Page text:
Dec 9, 2011

Small food pantry makes a big impact on the lives of area residents

Tom and Shirley Fox live in a small house on a quiet little road in Athens County.  About the only thing big at the property, in fact, is the large dog that ambles about outside.
Inside this humble home located near Millfield, though, the couple runs the Ray of Hope Food Pantry and provides a large amount of hope and assistance to people every day. 

“We’re doing something to try to help other people,” Shirley said. She and her husband originally volunteered with the Feed My Sheep food pantry in Mineral.  When they asked the director one day what else they could do to help, he suggested that they open a food pantry.
So, for the last eight years, Tom and Shirley have been running the Ray of Hope food pantry out of their home. The Feed My Sheep pantry helped them get started and provided them with food to hand out for several years.
When the time came for Tom and Shirley to take over the responsibility of getting all of the food for the pantry themselves, they were not sure how they were going to do it. Shirley explained that she walked into the room where they keep the pantry and prayed, asking for guidance and support for this work they felt called to do.

Instruction A:
Rewrite the part of the food pantry article that begins at the words "Dec 9, 2011" and stops after "ambles about outside.", changing "dog" to "goat".
Instruction B:
According to the food pantry article, is each statement true? Answer yes or no and quote the words that decide it.
(i) Tom and Shirley first volunteered at the Feed My Sheep food pantry in Mineral.
(ii) The couple has run the Ray of Hope food pantry for ten years.
(iii) The Feed My Sheep director suggested that the couple open a food pantry.
Rely only on the food pantry article for what comes next.

Records contained in a dataset
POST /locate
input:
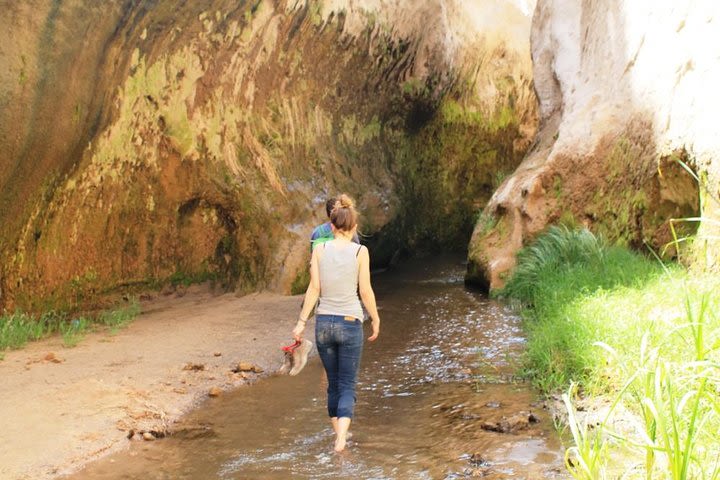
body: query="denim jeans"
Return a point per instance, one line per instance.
(339, 343)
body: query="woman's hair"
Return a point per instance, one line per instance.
(330, 205)
(344, 216)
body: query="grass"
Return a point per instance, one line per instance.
(603, 321)
(17, 329)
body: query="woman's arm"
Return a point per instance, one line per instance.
(311, 295)
(366, 292)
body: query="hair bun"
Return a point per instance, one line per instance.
(345, 201)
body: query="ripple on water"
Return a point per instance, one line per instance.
(442, 368)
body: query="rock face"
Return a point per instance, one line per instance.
(153, 142)
(625, 89)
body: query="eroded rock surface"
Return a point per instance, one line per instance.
(155, 142)
(625, 89)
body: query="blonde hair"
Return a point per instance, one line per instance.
(344, 216)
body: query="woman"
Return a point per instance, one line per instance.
(338, 270)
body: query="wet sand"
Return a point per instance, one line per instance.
(64, 407)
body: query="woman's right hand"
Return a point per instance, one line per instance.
(376, 331)
(298, 331)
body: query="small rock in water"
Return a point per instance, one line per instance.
(194, 366)
(476, 460)
(245, 367)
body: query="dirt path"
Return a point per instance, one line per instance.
(61, 408)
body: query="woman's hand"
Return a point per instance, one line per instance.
(376, 332)
(298, 331)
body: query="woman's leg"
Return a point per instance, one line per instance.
(349, 354)
(327, 349)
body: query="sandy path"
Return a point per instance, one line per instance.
(54, 417)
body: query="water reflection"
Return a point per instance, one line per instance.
(430, 392)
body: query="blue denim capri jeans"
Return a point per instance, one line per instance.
(339, 342)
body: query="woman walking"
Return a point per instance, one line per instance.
(339, 269)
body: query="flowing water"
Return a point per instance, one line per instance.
(431, 391)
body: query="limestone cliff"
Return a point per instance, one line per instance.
(146, 142)
(625, 89)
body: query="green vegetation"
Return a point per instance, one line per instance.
(646, 336)
(17, 329)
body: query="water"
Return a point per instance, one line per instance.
(443, 366)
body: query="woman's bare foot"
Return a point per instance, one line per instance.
(343, 426)
(340, 444)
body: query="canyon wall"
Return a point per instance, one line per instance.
(147, 143)
(627, 97)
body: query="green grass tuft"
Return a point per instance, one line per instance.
(640, 333)
(18, 328)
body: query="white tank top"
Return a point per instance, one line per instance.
(339, 280)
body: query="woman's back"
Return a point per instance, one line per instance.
(338, 267)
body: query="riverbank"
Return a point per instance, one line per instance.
(64, 407)
(637, 341)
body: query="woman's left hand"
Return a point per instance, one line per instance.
(298, 331)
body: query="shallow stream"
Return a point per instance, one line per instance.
(433, 390)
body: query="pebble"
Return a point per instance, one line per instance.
(245, 367)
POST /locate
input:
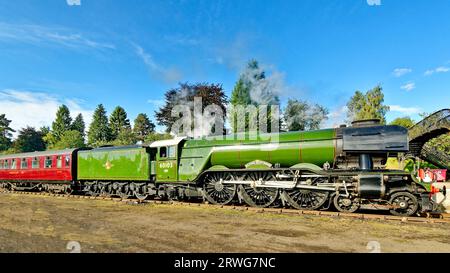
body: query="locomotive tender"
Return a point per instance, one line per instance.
(305, 170)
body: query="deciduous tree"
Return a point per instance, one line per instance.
(5, 133)
(368, 106)
(29, 140)
(99, 130)
(118, 121)
(143, 126)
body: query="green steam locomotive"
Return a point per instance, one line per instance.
(343, 167)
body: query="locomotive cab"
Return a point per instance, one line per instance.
(164, 163)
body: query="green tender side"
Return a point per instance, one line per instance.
(316, 147)
(114, 164)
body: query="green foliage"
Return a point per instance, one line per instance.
(143, 126)
(211, 94)
(79, 125)
(62, 122)
(5, 133)
(29, 140)
(300, 115)
(118, 121)
(441, 143)
(126, 136)
(99, 130)
(368, 106)
(70, 139)
(406, 122)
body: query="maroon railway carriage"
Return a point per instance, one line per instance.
(50, 170)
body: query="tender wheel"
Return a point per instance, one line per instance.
(93, 190)
(405, 204)
(346, 204)
(123, 191)
(215, 191)
(139, 192)
(259, 196)
(306, 199)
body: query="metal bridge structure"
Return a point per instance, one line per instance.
(430, 127)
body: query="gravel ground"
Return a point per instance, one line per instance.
(49, 224)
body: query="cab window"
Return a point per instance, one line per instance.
(171, 151)
(24, 163)
(35, 163)
(67, 161)
(48, 162)
(14, 164)
(163, 152)
(59, 162)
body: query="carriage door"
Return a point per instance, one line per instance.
(167, 165)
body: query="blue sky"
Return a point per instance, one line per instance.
(130, 52)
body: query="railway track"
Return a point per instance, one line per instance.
(429, 218)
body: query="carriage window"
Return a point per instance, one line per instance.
(163, 152)
(59, 162)
(48, 162)
(14, 164)
(171, 151)
(35, 163)
(24, 164)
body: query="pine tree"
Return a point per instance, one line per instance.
(5, 133)
(70, 139)
(143, 127)
(99, 131)
(118, 121)
(62, 122)
(79, 125)
(29, 140)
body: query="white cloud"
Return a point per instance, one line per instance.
(34, 109)
(169, 75)
(398, 72)
(440, 69)
(337, 117)
(409, 86)
(405, 110)
(42, 36)
(156, 103)
(181, 40)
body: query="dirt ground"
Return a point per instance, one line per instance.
(50, 224)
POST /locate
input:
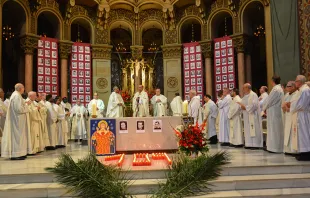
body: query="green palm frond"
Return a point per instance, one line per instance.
(190, 177)
(88, 178)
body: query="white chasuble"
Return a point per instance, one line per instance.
(140, 104)
(78, 114)
(301, 120)
(235, 122)
(176, 106)
(159, 108)
(114, 110)
(14, 140)
(253, 131)
(275, 131)
(224, 121)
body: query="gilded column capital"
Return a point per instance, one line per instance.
(101, 51)
(172, 51)
(207, 48)
(29, 42)
(240, 42)
(65, 48)
(136, 51)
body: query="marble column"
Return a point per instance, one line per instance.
(28, 43)
(208, 54)
(64, 51)
(101, 71)
(172, 54)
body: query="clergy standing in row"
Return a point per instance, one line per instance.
(159, 103)
(210, 113)
(116, 104)
(235, 121)
(176, 105)
(14, 141)
(140, 103)
(96, 107)
(223, 105)
(301, 119)
(287, 118)
(252, 120)
(272, 105)
(78, 115)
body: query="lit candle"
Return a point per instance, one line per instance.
(185, 107)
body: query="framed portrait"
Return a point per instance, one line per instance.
(123, 126)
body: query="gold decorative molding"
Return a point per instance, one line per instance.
(207, 48)
(102, 51)
(29, 42)
(136, 52)
(172, 51)
(65, 49)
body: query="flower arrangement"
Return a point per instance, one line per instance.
(191, 138)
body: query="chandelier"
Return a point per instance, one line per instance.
(153, 47)
(120, 47)
(260, 31)
(7, 32)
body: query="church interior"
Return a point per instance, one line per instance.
(104, 45)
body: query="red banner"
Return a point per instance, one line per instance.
(224, 66)
(48, 66)
(81, 80)
(193, 69)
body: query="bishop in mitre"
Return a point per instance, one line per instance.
(235, 120)
(14, 140)
(116, 104)
(96, 107)
(78, 115)
(159, 103)
(176, 105)
(253, 131)
(140, 103)
(34, 134)
(210, 113)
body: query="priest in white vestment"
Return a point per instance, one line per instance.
(62, 126)
(159, 103)
(300, 109)
(236, 137)
(263, 95)
(96, 107)
(116, 104)
(14, 140)
(210, 113)
(252, 121)
(194, 107)
(34, 124)
(287, 117)
(272, 105)
(140, 103)
(51, 123)
(78, 115)
(176, 105)
(224, 121)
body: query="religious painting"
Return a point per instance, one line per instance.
(103, 135)
(157, 126)
(192, 50)
(123, 126)
(185, 50)
(140, 126)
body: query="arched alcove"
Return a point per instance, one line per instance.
(14, 24)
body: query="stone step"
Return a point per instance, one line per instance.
(144, 186)
(160, 174)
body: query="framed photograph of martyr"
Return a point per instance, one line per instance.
(103, 136)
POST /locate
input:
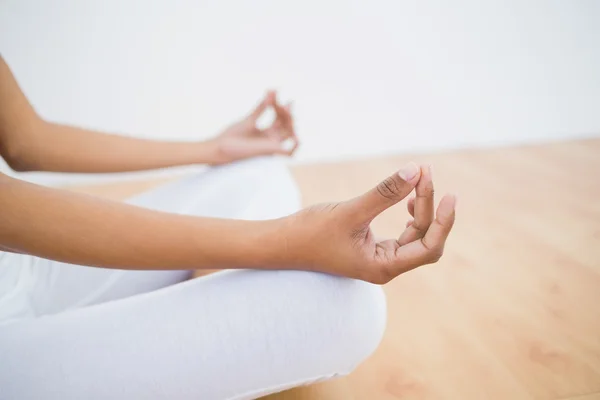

Final answer A:
Dec 9, 2011

Small food pantry makes a big impact on the lives of area residents

Tom and Shirley Fox live in a small house on a quiet little road in Athens County.  About the only thing big at the property, in fact, is the large goat that ambles about outside.

Final answer B:
(i) Yes: "She and her husband originally volunteered with the Feed My Sheep food pantry in Mineral."
(ii) No: "for the last eight years, Tom and Shirley have been running the Ray of Hope food pantry out of their home."
(iii) Yes: "he suggested that they open a food pantry."